• [Extracted information]
______________________________

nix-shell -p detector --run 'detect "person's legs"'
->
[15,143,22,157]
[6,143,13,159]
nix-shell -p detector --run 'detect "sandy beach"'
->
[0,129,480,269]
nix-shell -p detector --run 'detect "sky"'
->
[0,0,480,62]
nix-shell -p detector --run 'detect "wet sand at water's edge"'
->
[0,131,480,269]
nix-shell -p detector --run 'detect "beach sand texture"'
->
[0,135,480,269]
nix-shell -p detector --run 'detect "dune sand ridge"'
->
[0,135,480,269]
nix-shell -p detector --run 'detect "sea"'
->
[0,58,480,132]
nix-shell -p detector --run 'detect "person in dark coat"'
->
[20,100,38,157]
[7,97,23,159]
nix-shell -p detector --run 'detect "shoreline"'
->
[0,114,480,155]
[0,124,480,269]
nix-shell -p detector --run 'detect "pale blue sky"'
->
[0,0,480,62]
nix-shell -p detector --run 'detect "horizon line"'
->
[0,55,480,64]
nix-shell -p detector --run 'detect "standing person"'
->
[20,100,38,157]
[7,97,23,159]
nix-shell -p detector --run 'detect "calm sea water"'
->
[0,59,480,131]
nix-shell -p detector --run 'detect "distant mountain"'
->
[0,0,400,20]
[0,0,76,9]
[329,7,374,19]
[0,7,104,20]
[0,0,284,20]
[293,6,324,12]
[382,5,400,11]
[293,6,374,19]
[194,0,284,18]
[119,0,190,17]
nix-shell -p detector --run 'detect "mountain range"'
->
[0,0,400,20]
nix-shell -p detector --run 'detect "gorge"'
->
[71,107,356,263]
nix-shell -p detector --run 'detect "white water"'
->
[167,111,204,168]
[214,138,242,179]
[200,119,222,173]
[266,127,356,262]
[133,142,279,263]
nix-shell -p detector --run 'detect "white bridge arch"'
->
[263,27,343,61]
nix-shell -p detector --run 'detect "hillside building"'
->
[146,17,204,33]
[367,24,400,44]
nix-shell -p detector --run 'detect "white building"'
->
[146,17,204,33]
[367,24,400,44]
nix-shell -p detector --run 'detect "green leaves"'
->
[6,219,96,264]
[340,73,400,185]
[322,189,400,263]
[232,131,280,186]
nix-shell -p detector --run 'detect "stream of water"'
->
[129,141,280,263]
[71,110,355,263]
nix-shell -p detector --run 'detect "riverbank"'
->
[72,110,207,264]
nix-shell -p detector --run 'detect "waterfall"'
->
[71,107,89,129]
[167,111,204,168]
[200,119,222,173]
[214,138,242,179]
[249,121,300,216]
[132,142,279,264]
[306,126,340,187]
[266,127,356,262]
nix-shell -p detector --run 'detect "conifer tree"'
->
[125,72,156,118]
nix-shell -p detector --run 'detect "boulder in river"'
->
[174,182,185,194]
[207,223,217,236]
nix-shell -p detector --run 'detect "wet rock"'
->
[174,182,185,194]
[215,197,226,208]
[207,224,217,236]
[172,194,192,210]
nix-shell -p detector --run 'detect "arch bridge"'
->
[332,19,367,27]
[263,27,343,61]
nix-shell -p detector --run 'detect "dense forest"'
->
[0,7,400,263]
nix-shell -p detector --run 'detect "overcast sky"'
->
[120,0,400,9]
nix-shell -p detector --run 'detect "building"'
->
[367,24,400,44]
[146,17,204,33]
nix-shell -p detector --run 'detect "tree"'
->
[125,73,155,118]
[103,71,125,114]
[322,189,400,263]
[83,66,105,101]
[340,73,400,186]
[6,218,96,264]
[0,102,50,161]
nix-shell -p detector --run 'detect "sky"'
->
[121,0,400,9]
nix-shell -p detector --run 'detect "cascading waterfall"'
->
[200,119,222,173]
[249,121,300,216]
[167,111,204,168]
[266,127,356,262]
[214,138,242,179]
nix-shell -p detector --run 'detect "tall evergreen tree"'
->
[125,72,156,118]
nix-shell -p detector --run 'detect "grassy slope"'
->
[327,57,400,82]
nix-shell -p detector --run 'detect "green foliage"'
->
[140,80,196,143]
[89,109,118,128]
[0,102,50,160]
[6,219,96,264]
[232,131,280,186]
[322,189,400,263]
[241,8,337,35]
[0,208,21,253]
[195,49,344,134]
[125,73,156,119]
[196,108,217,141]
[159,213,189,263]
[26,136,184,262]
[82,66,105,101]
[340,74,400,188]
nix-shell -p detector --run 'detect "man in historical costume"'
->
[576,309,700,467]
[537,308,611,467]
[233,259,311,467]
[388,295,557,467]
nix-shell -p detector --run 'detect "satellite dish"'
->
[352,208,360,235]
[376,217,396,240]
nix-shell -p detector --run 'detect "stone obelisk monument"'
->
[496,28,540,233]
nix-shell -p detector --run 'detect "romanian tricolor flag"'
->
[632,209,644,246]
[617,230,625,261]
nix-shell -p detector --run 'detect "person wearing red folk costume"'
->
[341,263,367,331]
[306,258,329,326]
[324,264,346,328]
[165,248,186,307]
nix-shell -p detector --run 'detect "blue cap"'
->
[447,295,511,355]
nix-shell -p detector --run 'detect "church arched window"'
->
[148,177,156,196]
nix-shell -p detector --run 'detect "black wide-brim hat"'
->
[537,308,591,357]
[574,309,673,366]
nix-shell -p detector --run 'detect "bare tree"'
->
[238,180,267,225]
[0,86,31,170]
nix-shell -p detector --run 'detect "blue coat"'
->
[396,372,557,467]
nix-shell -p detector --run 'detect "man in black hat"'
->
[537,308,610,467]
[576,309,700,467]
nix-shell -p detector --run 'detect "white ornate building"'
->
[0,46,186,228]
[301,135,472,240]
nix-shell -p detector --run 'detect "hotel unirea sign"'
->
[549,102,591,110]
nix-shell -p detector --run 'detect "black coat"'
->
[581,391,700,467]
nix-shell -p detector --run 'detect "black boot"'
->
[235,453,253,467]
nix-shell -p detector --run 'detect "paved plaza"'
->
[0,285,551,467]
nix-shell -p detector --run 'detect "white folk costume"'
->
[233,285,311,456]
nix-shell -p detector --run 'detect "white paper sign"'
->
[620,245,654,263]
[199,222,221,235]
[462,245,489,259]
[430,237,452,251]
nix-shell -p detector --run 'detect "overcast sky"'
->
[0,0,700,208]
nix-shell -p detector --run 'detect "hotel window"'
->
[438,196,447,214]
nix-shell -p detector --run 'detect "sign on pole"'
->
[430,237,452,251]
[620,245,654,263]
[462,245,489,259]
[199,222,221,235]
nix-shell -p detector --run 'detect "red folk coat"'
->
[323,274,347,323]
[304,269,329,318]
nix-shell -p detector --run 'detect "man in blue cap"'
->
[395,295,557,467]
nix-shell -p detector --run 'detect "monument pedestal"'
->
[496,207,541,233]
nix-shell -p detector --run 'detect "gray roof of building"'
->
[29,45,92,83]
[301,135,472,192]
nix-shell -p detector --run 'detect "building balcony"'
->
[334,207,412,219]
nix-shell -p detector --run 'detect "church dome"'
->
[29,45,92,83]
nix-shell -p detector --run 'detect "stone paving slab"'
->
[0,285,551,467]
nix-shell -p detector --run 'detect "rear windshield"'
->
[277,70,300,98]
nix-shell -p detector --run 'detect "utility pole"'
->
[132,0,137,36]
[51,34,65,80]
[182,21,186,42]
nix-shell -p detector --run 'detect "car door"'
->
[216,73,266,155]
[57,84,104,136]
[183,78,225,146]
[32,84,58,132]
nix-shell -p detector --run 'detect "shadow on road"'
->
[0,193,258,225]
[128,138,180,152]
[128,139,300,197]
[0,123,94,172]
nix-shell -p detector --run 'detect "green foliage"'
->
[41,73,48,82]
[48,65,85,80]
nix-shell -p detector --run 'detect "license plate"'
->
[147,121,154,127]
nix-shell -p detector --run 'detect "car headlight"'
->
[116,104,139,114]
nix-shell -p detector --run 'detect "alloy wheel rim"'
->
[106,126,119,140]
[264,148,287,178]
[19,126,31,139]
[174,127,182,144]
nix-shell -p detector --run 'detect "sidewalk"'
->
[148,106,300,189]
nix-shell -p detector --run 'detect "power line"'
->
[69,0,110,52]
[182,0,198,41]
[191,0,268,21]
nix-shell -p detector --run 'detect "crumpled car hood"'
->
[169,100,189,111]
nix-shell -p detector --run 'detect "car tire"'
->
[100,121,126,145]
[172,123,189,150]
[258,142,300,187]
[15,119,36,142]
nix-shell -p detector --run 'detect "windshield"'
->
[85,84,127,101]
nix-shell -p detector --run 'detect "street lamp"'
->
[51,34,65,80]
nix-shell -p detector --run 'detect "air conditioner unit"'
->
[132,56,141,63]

______________________________

• [Direction] Switch "white" to "bright" in every line from the start of the rows through the line holding "[71,110,355,263]", inclusive. Write out those lines again with nothing else changed.

• [The reply]
nix-shell -p detector --run 'detect "person's legs"'
->
[15,143,22,157]
[6,143,13,159]
nix-shell -p detector --run 'detect "sandy beach"'
->
[0,129,480,269]
nix-shell -p detector --run 'detect "sky"'
->
[0,0,480,62]
nix-shell -p detector --run 'detect "wet sand at water's edge"'
->
[0,131,480,269]
nix-shell -p detector --run 'detect "beach sand texture"'
->
[0,135,480,269]
nix-shell -p detector --run 'detect "dune sand ridge"'
->
[0,135,480,269]
nix-shell -p detector --run 'detect "sea"'
->
[0,58,480,132]
nix-shell -p detector --run 'detect "person in dark coat"'
->
[20,100,38,157]
[7,97,23,159]
nix-shell -p detector --run 'detect "shoreline"'
->
[0,114,480,155]
[0,124,480,269]
nix-shell -p detector --run 'detect "pale blue sky"'
->
[0,0,480,62]
nix-shell -p detector --run 'detect "horizon line"'
->
[0,55,480,64]
nix-shell -p detector --run 'detect "standing person"'
->
[20,100,38,157]
[7,97,23,159]
nix-shell -p detector --run 'detect "calm sea water"'
->
[0,59,480,131]
nix-shell -p detector --run 'detect "distant mountain"'
->
[0,0,400,20]
[0,0,76,9]
[329,7,374,19]
[0,7,104,20]
[0,0,284,20]
[293,6,324,12]
[382,5,400,11]
[293,6,374,19]
[194,0,284,18]
[119,0,190,17]
nix-shell -p detector --run 'detect "mountain range"'
->
[0,0,400,20]
nix-shell -p detector --run 'detect "gorge"'
->
[71,107,356,263]
nix-shell -p detector --run 'detect "bright water"'
->
[167,111,204,168]
[214,138,242,179]
[200,119,222,173]
[266,127,356,262]
[133,142,279,263]
nix-shell -p detector --run 'detect "bright bridge arch"'
->
[263,27,343,61]
nix-shell -p detector --run 'detect "hillside building"'
->
[146,17,204,33]
[367,24,400,44]
nix-shell -p detector --run 'detect "bright building"'
->
[146,17,204,33]
[367,24,400,44]
nix-shell -p detector --run 'detect "green leaves"'
->
[6,219,96,264]
[340,73,400,185]
[322,189,400,263]
[232,131,280,186]
nix-shell -p detector --run 'detect "stream of water"'
->
[129,141,280,263]
[71,110,355,263]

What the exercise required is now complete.